Task description: Starting at the line with "[point] woman's eyebrow" and continuing to the end of the listing, rewrite those lines in full, keeping the request lines, and add -32 to every coordinate in the answers.

Entries from a pointing dataset:

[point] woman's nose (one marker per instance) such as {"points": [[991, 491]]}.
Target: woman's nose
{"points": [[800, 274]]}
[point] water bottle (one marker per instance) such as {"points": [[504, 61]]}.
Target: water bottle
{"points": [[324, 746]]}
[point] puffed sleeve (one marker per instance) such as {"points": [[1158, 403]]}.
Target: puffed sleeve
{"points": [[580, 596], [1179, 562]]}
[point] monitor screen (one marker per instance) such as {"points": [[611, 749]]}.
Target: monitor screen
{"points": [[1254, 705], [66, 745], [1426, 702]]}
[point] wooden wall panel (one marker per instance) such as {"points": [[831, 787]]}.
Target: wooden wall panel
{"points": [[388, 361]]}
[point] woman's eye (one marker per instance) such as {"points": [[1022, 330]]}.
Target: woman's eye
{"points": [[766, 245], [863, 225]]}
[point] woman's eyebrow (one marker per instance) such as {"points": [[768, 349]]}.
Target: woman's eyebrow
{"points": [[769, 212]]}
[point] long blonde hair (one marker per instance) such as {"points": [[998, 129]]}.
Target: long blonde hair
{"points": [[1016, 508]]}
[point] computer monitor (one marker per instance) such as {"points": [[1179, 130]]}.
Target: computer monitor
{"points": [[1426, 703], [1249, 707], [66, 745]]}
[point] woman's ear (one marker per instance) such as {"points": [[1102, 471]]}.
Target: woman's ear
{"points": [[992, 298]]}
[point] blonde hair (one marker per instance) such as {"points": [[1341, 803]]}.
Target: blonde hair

Reply to the exercise:
[point] woman's eyebrow (one marker per instance) such as {"points": [[768, 349]]}.
Target: woman's eyebrow
{"points": [[737, 180]]}
[point] long blonde hair (one marker per instance) such as {"points": [[998, 129]]}.
Target: long blonde hair
{"points": [[984, 476]]}
[point] computer monitor (one marker per instance) such as {"points": [[1179, 130]]}.
Target: computer monitor
{"points": [[1394, 671], [1217, 675], [34, 713]]}
[point] woman's ear (one marker per instance) such as {"points": [[1102, 471]]}.
Target: woman's ear
{"points": [[960, 266]]}
[point] blonde hair (one marker per instance) such as {"points": [[1341, 803]]}.
Target: blonde hair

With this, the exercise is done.